• ASSIGNMENT
Copy each line of the entries beneath that contains the word "leafy".

Collected data entries:
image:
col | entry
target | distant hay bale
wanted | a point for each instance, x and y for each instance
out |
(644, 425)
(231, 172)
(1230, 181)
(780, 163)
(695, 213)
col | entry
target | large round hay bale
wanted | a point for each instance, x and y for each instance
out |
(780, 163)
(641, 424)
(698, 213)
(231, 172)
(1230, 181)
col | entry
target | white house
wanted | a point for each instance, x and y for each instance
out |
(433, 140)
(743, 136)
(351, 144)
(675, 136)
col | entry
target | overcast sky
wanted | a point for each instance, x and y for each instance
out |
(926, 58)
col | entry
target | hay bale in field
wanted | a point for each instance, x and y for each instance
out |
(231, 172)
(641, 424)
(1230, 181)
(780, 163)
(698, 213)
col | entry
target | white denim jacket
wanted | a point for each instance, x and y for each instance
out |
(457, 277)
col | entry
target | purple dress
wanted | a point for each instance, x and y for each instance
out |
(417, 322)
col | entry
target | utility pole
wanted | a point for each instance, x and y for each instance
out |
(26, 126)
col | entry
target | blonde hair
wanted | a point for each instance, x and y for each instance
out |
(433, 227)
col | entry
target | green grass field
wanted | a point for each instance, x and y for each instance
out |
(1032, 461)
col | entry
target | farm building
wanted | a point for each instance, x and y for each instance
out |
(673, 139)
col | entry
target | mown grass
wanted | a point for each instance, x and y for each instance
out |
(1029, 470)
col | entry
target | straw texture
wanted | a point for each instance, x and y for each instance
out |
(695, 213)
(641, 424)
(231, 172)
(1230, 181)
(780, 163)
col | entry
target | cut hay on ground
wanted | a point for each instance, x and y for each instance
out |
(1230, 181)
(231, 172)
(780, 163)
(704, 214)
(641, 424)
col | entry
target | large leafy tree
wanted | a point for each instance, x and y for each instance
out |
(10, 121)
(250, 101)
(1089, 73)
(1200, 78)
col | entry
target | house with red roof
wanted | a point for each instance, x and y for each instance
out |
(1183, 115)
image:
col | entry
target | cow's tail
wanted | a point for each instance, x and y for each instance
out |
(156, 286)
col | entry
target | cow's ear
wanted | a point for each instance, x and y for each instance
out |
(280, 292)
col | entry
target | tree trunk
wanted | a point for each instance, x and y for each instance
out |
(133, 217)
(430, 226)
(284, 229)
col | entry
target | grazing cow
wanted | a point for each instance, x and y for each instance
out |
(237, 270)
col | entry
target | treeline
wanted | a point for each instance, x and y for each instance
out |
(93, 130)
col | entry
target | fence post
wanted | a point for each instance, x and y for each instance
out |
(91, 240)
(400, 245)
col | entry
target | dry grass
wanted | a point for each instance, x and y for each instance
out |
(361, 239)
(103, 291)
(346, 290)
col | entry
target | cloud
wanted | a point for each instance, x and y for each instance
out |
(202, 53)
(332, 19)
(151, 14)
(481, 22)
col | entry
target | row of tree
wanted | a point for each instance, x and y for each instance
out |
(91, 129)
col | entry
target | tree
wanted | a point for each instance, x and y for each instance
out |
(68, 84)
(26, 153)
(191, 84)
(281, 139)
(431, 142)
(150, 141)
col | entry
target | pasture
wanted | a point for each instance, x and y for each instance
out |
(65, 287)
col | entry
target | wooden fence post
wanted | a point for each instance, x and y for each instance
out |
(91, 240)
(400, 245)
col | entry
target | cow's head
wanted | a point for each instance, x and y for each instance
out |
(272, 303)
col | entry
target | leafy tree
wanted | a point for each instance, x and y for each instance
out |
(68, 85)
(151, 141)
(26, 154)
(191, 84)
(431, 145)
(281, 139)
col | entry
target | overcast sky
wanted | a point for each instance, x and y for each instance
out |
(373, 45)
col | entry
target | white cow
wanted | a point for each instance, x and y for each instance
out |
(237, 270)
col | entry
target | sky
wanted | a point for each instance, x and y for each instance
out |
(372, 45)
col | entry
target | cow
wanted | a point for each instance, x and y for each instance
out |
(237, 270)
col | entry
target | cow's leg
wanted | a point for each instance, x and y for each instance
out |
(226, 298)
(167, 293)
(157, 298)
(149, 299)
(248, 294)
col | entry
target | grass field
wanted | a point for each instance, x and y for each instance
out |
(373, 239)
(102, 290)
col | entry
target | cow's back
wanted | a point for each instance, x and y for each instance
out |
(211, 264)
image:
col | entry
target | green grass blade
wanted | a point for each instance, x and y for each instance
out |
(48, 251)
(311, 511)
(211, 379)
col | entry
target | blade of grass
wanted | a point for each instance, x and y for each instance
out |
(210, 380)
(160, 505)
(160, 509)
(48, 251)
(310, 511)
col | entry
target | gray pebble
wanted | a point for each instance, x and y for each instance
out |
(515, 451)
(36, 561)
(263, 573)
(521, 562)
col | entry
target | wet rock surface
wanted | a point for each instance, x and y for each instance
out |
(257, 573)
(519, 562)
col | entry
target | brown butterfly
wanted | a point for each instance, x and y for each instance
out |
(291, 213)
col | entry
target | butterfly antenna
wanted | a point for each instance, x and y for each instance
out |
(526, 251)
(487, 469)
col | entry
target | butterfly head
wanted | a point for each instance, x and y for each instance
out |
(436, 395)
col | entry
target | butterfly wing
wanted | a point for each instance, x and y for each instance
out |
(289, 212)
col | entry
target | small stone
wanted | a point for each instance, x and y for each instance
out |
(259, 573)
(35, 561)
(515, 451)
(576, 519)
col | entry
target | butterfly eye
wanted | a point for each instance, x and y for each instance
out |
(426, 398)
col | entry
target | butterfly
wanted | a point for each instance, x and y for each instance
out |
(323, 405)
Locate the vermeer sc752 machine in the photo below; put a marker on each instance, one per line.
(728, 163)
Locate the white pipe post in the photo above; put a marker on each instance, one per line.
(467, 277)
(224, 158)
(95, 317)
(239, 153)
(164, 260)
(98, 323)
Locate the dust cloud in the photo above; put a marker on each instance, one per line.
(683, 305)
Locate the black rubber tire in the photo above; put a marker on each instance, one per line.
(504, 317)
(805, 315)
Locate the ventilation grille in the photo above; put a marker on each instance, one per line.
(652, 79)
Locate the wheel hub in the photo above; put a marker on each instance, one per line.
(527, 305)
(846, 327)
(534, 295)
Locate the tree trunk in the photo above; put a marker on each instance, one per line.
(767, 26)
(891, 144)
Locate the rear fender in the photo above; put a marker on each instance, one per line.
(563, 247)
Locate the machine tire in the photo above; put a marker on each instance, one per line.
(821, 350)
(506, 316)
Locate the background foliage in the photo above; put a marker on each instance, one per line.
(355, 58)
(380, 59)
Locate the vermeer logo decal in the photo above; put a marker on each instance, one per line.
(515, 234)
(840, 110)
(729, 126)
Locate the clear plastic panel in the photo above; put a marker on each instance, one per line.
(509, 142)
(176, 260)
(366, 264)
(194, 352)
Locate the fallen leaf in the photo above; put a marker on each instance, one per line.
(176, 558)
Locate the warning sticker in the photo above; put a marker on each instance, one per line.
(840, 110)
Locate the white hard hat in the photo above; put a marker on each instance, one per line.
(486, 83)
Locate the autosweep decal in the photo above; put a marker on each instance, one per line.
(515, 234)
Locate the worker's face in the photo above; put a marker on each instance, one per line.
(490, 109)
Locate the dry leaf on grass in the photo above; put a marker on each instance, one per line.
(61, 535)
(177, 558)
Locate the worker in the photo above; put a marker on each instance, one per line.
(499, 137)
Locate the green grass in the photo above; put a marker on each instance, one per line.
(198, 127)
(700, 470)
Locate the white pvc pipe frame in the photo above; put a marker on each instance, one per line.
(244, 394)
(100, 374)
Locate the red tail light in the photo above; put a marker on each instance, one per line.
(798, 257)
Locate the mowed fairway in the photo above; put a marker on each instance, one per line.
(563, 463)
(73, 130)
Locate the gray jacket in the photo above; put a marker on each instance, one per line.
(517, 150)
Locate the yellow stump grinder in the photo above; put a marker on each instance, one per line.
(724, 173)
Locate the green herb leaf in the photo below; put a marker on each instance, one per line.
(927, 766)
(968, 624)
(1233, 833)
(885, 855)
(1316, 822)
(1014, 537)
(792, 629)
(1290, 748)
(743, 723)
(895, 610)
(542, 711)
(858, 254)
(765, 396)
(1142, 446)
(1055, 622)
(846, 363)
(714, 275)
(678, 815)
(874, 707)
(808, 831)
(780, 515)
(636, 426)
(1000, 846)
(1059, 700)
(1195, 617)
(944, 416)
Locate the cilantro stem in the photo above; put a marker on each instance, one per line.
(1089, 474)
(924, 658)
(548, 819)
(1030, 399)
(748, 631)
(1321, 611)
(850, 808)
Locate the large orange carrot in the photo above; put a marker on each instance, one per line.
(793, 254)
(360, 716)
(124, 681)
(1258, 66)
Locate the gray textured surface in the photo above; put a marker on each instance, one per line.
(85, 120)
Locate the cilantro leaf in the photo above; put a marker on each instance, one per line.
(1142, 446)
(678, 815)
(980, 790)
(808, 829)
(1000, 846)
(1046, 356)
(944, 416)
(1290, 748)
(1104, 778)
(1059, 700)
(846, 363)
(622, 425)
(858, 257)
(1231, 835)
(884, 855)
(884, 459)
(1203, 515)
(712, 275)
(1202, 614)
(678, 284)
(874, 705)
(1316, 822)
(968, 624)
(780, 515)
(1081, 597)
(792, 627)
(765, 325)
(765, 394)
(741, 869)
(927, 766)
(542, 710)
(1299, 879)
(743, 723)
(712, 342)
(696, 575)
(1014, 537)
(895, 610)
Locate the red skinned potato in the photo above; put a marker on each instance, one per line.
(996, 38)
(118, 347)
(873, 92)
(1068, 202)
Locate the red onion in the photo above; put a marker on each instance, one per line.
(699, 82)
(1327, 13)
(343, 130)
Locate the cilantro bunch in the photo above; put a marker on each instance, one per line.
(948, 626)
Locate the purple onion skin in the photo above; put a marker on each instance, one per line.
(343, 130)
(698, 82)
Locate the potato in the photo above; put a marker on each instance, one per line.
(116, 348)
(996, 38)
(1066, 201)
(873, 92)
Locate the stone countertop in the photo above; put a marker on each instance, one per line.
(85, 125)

• EXERCISE SOLUTION
target | large leafy tree
target | leafy tree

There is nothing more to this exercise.